Excerpts from point annotation entries
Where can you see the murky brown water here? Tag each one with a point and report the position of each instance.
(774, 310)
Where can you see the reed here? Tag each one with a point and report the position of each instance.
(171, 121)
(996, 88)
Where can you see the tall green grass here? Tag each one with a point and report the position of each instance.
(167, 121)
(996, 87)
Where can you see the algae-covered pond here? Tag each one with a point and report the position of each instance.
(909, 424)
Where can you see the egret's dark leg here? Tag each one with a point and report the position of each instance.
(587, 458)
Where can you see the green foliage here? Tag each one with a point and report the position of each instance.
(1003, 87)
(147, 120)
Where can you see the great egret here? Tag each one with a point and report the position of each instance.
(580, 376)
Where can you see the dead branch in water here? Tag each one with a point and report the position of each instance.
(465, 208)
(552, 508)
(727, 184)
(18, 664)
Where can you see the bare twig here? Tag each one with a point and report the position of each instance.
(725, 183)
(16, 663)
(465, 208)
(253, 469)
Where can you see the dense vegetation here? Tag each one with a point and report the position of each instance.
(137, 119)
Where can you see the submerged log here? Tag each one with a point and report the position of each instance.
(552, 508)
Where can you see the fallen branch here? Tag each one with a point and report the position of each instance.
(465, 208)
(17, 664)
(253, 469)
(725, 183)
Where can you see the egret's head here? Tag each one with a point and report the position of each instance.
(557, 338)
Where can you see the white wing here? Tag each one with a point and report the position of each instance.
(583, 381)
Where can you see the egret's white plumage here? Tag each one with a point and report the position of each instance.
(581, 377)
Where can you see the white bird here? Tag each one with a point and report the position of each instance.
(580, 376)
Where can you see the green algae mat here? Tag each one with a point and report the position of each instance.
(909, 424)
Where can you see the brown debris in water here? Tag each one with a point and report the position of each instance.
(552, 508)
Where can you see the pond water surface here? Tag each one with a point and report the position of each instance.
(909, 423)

## Set task
Copy the entries from the line holding "Where can you see the egret's white" through the last line of the entries, inclusive, keeping every request line unchanged. Increase each coordinate number in the answers by 116.

## Output of the exercise
Where can you see the egret's white plumage here? Tag each one with a point and report the position of each instance.
(697, 493)
Where can you see the white bird here? Tag each one with a point and report the position of each instance.
(696, 492)
Where can you see the green algae mat here? Tag each one with a point and report the position of each instance.
(1025, 540)
Where can you see the brown debris in water here? Tag each one with a point and report the position of each instance.
(668, 624)
Where can you see the pond water surface here? Tag each one with a point and report the position of each instance.
(1025, 539)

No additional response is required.